*** DATA PROVIDED Section Begins ***

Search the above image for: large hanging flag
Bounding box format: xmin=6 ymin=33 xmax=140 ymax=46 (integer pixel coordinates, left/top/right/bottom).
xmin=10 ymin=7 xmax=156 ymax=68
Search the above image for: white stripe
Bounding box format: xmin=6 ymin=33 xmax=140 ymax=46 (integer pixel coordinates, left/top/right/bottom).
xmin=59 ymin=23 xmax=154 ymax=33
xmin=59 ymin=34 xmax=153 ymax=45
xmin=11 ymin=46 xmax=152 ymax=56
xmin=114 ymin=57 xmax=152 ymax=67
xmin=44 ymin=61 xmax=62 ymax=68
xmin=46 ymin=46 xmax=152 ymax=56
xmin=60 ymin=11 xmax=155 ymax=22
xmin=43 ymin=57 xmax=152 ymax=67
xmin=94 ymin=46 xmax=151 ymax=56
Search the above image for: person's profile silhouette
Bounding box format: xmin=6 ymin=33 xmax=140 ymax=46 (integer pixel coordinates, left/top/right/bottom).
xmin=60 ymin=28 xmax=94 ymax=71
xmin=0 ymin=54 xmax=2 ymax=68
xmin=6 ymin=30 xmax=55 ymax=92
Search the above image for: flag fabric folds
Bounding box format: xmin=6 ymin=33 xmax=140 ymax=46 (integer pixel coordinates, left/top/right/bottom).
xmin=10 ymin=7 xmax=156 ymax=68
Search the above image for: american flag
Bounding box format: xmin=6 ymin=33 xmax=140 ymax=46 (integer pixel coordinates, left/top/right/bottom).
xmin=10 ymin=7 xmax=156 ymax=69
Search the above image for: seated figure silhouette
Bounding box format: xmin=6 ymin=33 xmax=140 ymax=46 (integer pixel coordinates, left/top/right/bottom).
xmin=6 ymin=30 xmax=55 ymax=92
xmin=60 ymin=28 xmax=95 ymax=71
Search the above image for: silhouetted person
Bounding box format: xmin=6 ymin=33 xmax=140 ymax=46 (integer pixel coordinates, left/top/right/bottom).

*** DATA PROVIDED Section Ends ***

— WHAT TO DO —
Search the records for the string "person" and, wherever a line contains it, please copy that line.

— OUTPUT OF THE EXERCISE —
Search the above image for: person's profile silhouette
Search the above image for: silhouetted person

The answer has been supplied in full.